### Records supplied

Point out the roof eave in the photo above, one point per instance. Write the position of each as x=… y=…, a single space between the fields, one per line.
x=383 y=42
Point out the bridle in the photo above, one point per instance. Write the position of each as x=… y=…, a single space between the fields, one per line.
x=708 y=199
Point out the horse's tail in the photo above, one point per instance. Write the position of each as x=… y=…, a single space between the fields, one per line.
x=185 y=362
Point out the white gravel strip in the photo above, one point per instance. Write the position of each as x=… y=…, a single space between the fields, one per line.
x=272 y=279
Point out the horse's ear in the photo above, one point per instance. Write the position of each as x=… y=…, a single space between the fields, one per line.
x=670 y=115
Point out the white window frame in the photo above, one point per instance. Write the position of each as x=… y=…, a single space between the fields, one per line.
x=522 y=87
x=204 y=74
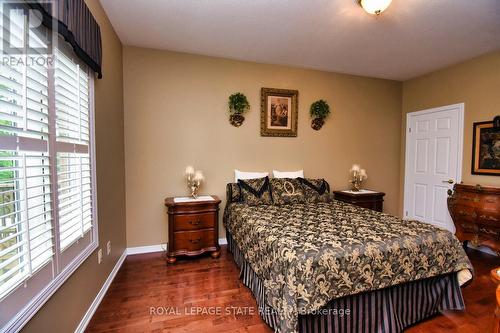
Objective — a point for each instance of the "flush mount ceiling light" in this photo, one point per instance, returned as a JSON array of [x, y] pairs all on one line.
[[374, 6]]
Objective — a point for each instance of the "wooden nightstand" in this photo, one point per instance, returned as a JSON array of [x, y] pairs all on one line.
[[193, 228], [364, 198]]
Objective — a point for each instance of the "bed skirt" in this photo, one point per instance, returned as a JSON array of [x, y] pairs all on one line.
[[386, 310]]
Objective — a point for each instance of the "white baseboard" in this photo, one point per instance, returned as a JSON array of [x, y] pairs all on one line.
[[97, 300], [128, 251], [146, 249], [158, 248]]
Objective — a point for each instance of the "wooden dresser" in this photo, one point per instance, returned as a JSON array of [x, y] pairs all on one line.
[[475, 210], [192, 228], [369, 199]]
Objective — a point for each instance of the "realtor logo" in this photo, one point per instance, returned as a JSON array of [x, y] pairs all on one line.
[[22, 29]]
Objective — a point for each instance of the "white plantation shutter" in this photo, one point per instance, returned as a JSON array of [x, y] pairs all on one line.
[[26, 216], [48, 220], [73, 153], [26, 237]]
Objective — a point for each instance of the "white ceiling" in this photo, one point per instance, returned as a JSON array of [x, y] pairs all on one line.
[[411, 38]]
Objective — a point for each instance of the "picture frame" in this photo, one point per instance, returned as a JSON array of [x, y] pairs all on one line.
[[279, 112], [485, 149]]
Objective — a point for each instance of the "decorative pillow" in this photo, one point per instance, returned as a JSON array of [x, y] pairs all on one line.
[[248, 175], [288, 174], [315, 190], [255, 191], [233, 192], [287, 191]]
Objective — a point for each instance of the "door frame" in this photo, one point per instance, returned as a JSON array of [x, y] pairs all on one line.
[[458, 179]]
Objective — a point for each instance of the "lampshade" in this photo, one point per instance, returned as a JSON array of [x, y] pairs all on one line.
[[375, 6]]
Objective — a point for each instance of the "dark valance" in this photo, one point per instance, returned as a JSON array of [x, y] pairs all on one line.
[[78, 27]]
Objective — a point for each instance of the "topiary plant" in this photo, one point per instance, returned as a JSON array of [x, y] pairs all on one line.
[[238, 105], [319, 111]]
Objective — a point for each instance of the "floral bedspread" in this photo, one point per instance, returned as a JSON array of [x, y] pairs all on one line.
[[309, 254]]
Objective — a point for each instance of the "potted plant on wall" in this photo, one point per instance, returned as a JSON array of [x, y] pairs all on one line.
[[319, 111], [238, 105]]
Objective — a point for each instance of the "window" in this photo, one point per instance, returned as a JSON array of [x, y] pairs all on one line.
[[48, 220]]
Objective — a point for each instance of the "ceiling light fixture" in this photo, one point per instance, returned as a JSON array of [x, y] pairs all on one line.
[[374, 6]]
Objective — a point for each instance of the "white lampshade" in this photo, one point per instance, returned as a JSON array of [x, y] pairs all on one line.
[[198, 176], [375, 6], [189, 170]]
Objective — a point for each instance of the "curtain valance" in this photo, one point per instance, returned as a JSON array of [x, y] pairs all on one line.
[[77, 25]]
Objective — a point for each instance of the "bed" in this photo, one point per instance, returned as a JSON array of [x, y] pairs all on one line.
[[308, 263]]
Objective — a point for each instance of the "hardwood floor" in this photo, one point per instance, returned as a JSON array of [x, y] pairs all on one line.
[[149, 296]]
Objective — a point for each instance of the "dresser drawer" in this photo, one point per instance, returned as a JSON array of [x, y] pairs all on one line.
[[194, 221], [194, 240]]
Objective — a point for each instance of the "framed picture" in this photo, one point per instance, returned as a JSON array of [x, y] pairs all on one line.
[[279, 111], [486, 149]]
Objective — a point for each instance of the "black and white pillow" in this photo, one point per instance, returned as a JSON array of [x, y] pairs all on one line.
[[315, 190], [255, 191], [287, 191], [233, 193]]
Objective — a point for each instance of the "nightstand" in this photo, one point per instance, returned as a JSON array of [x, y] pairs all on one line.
[[193, 226], [364, 198]]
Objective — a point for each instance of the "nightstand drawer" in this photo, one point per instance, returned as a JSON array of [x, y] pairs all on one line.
[[194, 221], [194, 240]]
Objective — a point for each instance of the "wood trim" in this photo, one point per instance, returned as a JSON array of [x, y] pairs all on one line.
[[102, 292]]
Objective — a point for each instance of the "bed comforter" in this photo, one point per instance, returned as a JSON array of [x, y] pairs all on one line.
[[309, 254]]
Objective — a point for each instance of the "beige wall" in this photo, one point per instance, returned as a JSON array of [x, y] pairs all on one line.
[[64, 310], [175, 115], [475, 83]]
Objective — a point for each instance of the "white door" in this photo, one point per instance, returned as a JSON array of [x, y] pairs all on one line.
[[433, 163]]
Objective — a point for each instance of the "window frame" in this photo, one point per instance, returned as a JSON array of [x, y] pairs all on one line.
[[61, 272]]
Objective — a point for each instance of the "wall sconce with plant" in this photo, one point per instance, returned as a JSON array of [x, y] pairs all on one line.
[[319, 112], [238, 105]]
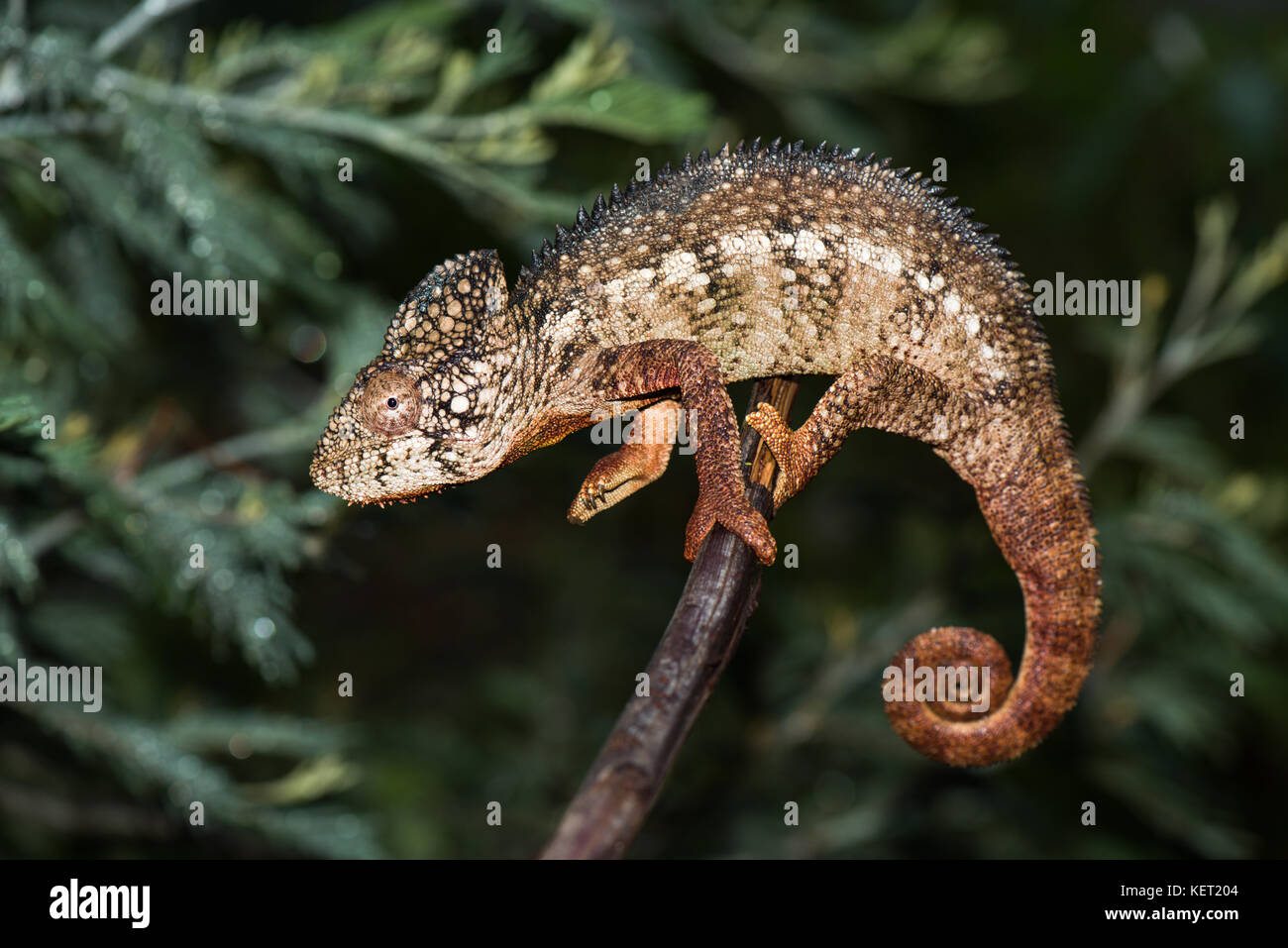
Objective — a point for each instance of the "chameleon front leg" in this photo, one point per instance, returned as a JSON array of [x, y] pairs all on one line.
[[880, 393], [642, 460], [640, 369]]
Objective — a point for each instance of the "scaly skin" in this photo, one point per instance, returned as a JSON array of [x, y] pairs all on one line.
[[755, 263]]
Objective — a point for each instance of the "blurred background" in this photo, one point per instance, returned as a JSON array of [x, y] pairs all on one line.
[[476, 685]]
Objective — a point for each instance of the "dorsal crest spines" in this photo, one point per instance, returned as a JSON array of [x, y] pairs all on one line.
[[848, 165]]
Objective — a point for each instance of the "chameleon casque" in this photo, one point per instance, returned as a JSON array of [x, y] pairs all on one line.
[[752, 263]]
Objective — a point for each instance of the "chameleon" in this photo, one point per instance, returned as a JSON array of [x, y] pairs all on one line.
[[755, 262]]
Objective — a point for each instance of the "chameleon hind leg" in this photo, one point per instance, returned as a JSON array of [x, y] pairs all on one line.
[[642, 460], [884, 393]]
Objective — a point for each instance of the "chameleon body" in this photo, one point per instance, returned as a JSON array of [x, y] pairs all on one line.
[[751, 263]]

######

Quote every line of the records above word for word, and leave the pictures out of your answer.

— Solution for this problem —
Point out the roof eave in the photo above, one point per instance. Write the position of each as x=… y=…, a single space between the fields, one per line.
x=383 y=42
Point out the bridle in the photo above, one point per instance. Write the position of each as x=… y=…, a single space between the fields, one per line.
x=708 y=199
Point out the horse's tail in the photo above, one point per instance. Write the position of each as x=… y=…, a single space between the fields, one per line.
x=185 y=362
Point out the white gravel strip in the photo above, one point per instance. Write the position of each as x=… y=…, a single space between the fields, one per line.
x=272 y=279
Point out the horse's ear in the photo above, one point per instance. Write the position of each as x=… y=…, a single space between the fields, one per line.
x=670 y=115
Point out the white window frame in the photo above, one point per instance. Write the position of each as x=… y=…, a single space between the fields, one per line.
x=522 y=87
x=204 y=74
Objective — a point for each instance of the "flush mount ceiling light" in this photo, one point per instance, returned as a JSON array of [x, y] pairs all on one line.
[[374, 6]]
Objective — a point for each instance of the "wooden nightstand" in this photo, one point per instance, returned as a JSON array of [x, y] pairs all on one line.
[[193, 228], [364, 198]]
Objective — a point for each instance of the "bed skirt" in this photo, one point per instance, returned as a JSON array of [x, y] pairs all on one line.
[[386, 310]]
Objective — a point for each instance of the "white baseboard" in this photo, one point per instance, returned as a JSON array of [x, y] pairs all on one line.
[[97, 300], [128, 251], [146, 249], [158, 248]]
Objective — a point for each instance of the "wooden dresser" in this photo, one point per instance, returned as a JSON array of [x, y] pairs all on one line.
[[475, 210], [192, 228], [369, 199]]
Objective — a point for each instance of the "realtor logo" in this photo, one point per instance, returned as a JSON array of [x, y] pairs all on one line.
[[22, 29]]
Objective — a point for each instance of the "white plantation shutter" in this photo, one point per instance, returned as a JSON array of [x, y] pairs all on one line.
[[26, 216], [48, 220], [73, 153], [26, 237]]
Objective — a point for each instance of the "white ceiling" in this photo, one point per instance, returned as a JSON array of [x, y] pairs all on one line.
[[411, 38]]
Objective — a point for each instance of the "picture frame" in this photo, one point per instance, returned as a JSON array of [x, y] pairs all on one line.
[[279, 112], [485, 149]]
Objective — a point for each instance of the "decorative pillow" in this photo, one point per instance, returned as a JSON array of [x, y] pairs all on one line.
[[248, 175], [288, 174], [315, 190], [255, 191], [233, 192], [287, 191]]
Objective — a point for each instance of the "door frame" in this photo, one point per instance, returned as a JSON array of [x, y] pairs all on one line.
[[458, 179]]
Objective — a point for each instance of the "lampshade" in this photo, one point per instance, returned as a JSON array of [x, y] pairs all on one line.
[[375, 6]]
Objective — a point for each instance of the "dark valance" in this photo, one point per instance, returned as a JSON array of [x, y] pairs all on one line.
[[78, 27]]
Objective — a point for each instance of the "topiary plant" in this photo, one point per instance, returned as a JSON array of [x, y] pairs all on one line.
[[238, 105], [319, 111]]
Objective — a point for each instance of the "floral bedspread" in this photo, one point per instance, returned as a JSON array of [x, y] pairs all on one line.
[[309, 254]]
Objective — a point for each instance of the "potted plant on wall" in this photo, one point per instance, returned as a JSON array of [x, y] pairs all on one line.
[[319, 111], [238, 105]]
Objective — a point for each instance of the "window" in this photo, one point per instance, returned as a JSON array of [x, y] pairs all on one line.
[[48, 220]]
Objective — a point for each instance of the "ceiling light fixture" in this photo, one point per instance, returned as a JSON array of [x, y] pairs all on one line.
[[374, 6]]
Objective — a point for each instance of the "white lampshade" in this photo, one point per instance, returned as a JSON array of [x, y] pairs all on one line.
[[198, 176], [375, 6], [189, 170]]
Objective — a point for each instance of the "curtain valance" in this photo, one point per instance, returned as a JSON array of [x, y] pairs all on one line.
[[77, 25]]
Objective — a point for each instance of the "bed" in this photo, one point per instance, returned as a JSON array of [x, y] pairs all on one line.
[[308, 263]]
Objective — a point for each instance of the "hardwood floor" in this photo, one point per instance, returned as a JSON array of [x, y] pairs all on one line.
[[149, 296]]
Objective — a point for each instance of the "dresser drawer" in this photo, one point per instance, returned as a JSON array of [x, y] pairs all on one line.
[[194, 221], [194, 240]]
Objective — a point for each instance of the "framed picture" in this photo, one point per instance, returned as a JSON array of [x, y] pairs all on one line.
[[279, 111], [486, 149]]
Objective — a point for each instance of the "black and white pillow" in this photo, one point per instance, returned as a JSON array of [x, y] pairs all on one line.
[[315, 190], [255, 191], [287, 191], [233, 193]]
Objective — a point for each instance of the "nightstand" in this photo, one point per instance, returned as a JSON array of [x, y] pairs all on one line.
[[193, 226], [364, 198]]
Objective — a point for each instance of the "nightstand drawer" in this photo, one point per instance, returned as a JSON array of [x, y] pairs all on one line.
[[194, 221], [194, 240]]
Objective — a point for each instance of the "wood trim" in this photo, one point per instance, returned as a JSON array of [x, y] pairs all on one line.
[[102, 292]]
Objective — a point for each instance of the "bed comforter" in this photo, one point per instance, returned as a JSON array of [x, y] pairs all on one line.
[[309, 254]]
Objective — a point for each instance of the "beige wall" in this photo, one point per instance, returned as a JSON array of [x, y] pairs all on one line.
[[64, 310], [175, 115], [475, 83]]
Objective — a point for each instance of the "white door" in this photo, one point per instance, returned as a JSON array of [x, y] pairs all on one line.
[[433, 163]]
Objective — a point for each instance of the "window frame" in this photo, one point per instance, returned as a JSON array of [x, y] pairs all on one line.
[[61, 272]]
Objective — a point for each instance of the "wall sconce with plant" in this photo, one point per instance, returned as a JSON array of [x, y] pairs all on one line.
[[319, 112], [238, 105]]
Objective — a point for each instance of the "chameleon front leg" in this photo, one point per instance, returned as a JSON array of [x, y] pairs all on one line.
[[880, 393], [642, 460], [640, 369]]
Objective — a point for each instance of the "scaly skin" in this photo, one point per instance, returned as a JSON array of [x, y] pairs all on one line.
[[755, 263]]
Objective — a point for each instance of the "blurred background" in this photo, one point per instance, returned as a JSON array of [x, y] pairs all on one line.
[[476, 685]]
Objective — a point for each instance of the "dorsal crest spines" in this photo, one point per instance, returned as a JSON array of [x, y] pairs all on one line.
[[848, 165]]
Objective — a point for each instance of the "chameleon casque" in this photo, one point per instance, returned as a JSON array of [x, y] pairs all on one line.
[[752, 263]]
Objective — a point for each instance of the "chameleon" in this photo, one point per instance, returned as a JSON array of [x, y] pairs all on one line.
[[755, 262]]
Objective — a point for each instance of the "chameleon hind leg" in this photo, one point per instance, returned as a JSON array of [x, y] pairs all on one line.
[[642, 460], [884, 393]]
Objective — a point for each instance of the "chameleon body" in this photo, one point per instance, returned as a JSON array of [x, y] pairs all on one line.
[[751, 263]]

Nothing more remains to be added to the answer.